→ TEXTE PRÉSENTÉ

----------

La Tétralogie Berlinoise de Georg Friedrich Hegel
Ich bin ein Berliner
1Je suis un Berlinois. Ces propos du Président américain John Fitzgerald Kennedy prononcés le mercredi 26 juin 1963 dans une ville de Berlin encerclée par l’Allemagne de l’Est communiste auraient pu être ceux d’ Hegel à son arrivée à Berlin le 30 septembre 1818.
Loin de Stuttgart
2Depuis Stuttgart et ses origines modestes, le chemin pour lui n’a jamais été linéaire mais plutôt escarpé et parsemé d’embûches. Cependant, il a réussi à franchir tous les obstacles et atteindre le sommet. Il a gagné et la notoriété et la gloire. Sa philosophie est en mesure de pouvoir séduire l’élite de l’intelligentsia prussienne voire celle du monde universitaire allemand. A Berlin, capitale de la Prusse avant de devenir celle de l’Allemagne unifiée, Hegel espérait exercer une influence sur les dirigeants du pays, de ceux qui l’avaient fait venir ou de ceux, incontournables, comme le Chancelier Hardenberg auquel il dédiera dès sa parution, un exemplaire de sa Philosophie du droit et de l’état. Il se met alors au service de l’Etat prussien, état allemand le plus puissant, le plus disposé à promouvoir les réformes libérales les plus ouvertes aux idées nouvelles, au vent de l’histoire et à la vie moderne, tout en étant une puissance militaire. Ne parle-t-on pas d’une nouvelle constitution politique ? L’instruction publique y est soigneusement organisée, l’industrialisation s’y développe rapidement, la population s’y accroît. En bref, la Prusse brille comme un phare vers lequel se tournent les grands réformateurs qui ne sont pas tous prussiens à l’image d’Hardenberg, de Stein et d’Hegel entre autres. Hardenberg et Stein projetteront d’abolir le servage, d’organiser un droit de propriété pour tous les sujets, d’organiser un ministère sous l’autorité d’un chancelier, d’organiser des élections des municipalités des villes, d’abolir les corporations, de supprimer les redevances féodales etc. Mais comme l’explique à merveille Jacques D’Hondt dans sa biographie d’Hegel [2] « tout cela se révéla plus proclamatif qu’effectif ».

----------

→ DONNÉES
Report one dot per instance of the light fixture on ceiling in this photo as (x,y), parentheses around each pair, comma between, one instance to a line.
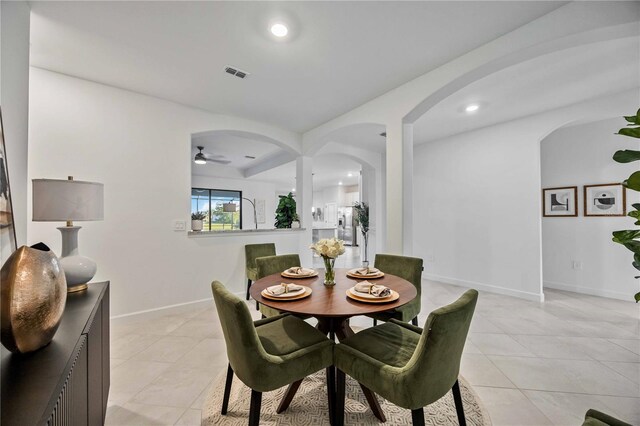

----------

→ CONSIGNES
Modifiez le passage du texte sur Hegel à Berlin en commençant par « La Tétralogie Berlinoise » et en allant jusqu'à « 30 septembre 1818. » : réécrivez-le en remplaçant « communiste » par « socialiste ».

→ RÉPONSE RÉDIGÉE
La Tétralogie Berlinoise de Georg Friedrich Hegel
Ich bin ein Berliner
1Je suis un Berlinois. Ces propos du Président américain John Fitzgerald Kennedy prononcés le mercredi 26 juin 1963 dans une ville de Berlin encerclée par l’Allemagne de l’Est socialiste auraient pu être ceux d’ Hegel à son arrivée à Berlin le 30 septembre 1818.